▸ Work to complete
a - In the text about Illinois corn yields, what 2024 Illinois corn yield did the USDA's August 1 estimate project?
b - Copy the passage of the Illinois corn yield text starting with "I noticed some" and going on through "next three decades.".
c - According to the text on Illinois corn yields, why did the writer graph Illinois corn yields from 1990 through 2023 and project a 2024 yield from them?

---------- Text for analysis

Can Illinois Corn Yields Really Be That High?
Wet weather delayed planting of some of the 2024 Illinois corn crop, but stands (except in drowned-out low spots) are generally good. Warm, dry weather in June caused some water stress in places, but kept development moving and helped roots to establish. July-August rainfall totals have been above normal for almost the entire state, while temperatures have been normal to a little below normal.
Reflecting the favorable weather this growing season, the August 1 estimate of yields, released by the USDA (NASS) on August 12, projected the 2024 Illinois corn yield to be an astonishing 225 bushels per acre.
I noticed some years ago that in each of the last three years that end with 4 – 1994, 2004, and 2014 – Illinois corn yields reached a new record high. Each of these record yields exceeded the one from the decade before by about 22 bushels per acre. This pattern didn’t follow the script in the 1980s – the 1985 (not 1984) Illinois corn averaged 135 bushels per acre, a new record that would have fit on the same “on the 4s” line as the record yields from the next three decades.
Early in 2024, in an exercise that I thought would illustrate the folly of making projections with such numbers, I graphed Illinois corn yields over the years from 1990 through 2023, and ran a separate line through annual yields and also through the three record-high “on the 4s” yields, to project what yield might be in 2024. Figure 1 below shows the results, along with the August 1 yield estimate for 2024.

--------------------
---------- Input data

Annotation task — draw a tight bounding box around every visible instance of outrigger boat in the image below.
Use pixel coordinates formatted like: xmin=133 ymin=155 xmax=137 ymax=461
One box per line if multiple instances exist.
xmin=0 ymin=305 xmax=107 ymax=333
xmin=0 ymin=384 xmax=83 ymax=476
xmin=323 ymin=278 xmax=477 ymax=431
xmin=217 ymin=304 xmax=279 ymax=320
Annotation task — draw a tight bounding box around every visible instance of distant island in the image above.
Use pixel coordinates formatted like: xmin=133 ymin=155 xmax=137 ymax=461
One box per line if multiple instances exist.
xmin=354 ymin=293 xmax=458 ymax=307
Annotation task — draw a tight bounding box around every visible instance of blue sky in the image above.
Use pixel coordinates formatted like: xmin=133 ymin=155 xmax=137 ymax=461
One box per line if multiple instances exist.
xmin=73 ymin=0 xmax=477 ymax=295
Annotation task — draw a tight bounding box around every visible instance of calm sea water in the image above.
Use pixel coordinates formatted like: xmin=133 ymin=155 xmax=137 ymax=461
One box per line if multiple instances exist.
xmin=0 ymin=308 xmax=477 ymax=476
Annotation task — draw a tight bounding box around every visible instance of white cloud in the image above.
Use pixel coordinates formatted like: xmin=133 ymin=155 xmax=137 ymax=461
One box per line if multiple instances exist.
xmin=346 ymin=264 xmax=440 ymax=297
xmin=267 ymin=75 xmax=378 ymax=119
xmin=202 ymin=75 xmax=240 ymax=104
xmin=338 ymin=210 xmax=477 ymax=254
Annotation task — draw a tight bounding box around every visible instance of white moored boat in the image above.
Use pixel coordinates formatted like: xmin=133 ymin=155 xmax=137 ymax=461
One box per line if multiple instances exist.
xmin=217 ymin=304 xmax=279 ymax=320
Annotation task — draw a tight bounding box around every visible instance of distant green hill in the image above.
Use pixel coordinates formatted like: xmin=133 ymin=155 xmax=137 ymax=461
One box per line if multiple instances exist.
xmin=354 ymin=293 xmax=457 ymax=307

--------------------

▸ Your responses
a - 225 bushels per acre.

b -
I noticed some years ago that in each of the last three years that end with 4 – 1994, 2004, and 2014 – Illinois corn yields reached a new record high. Each of these record yields exceeded the one from the decade before by about 22 bushels per acre. This pattern didn’t follow the script in the 1980s – the 1985 (not 1984) Illinois corn averaged 135 bushels per acre, a new record that would have fit on the same “on the 4s” line as the record yields from the next three decades.

c - The writer expected the exercise to show how foolish it is to make projections from such numbers. The graph ran separate lines through the annual yields and through the three record "on the 4s" yields to project a possible 2024 yield.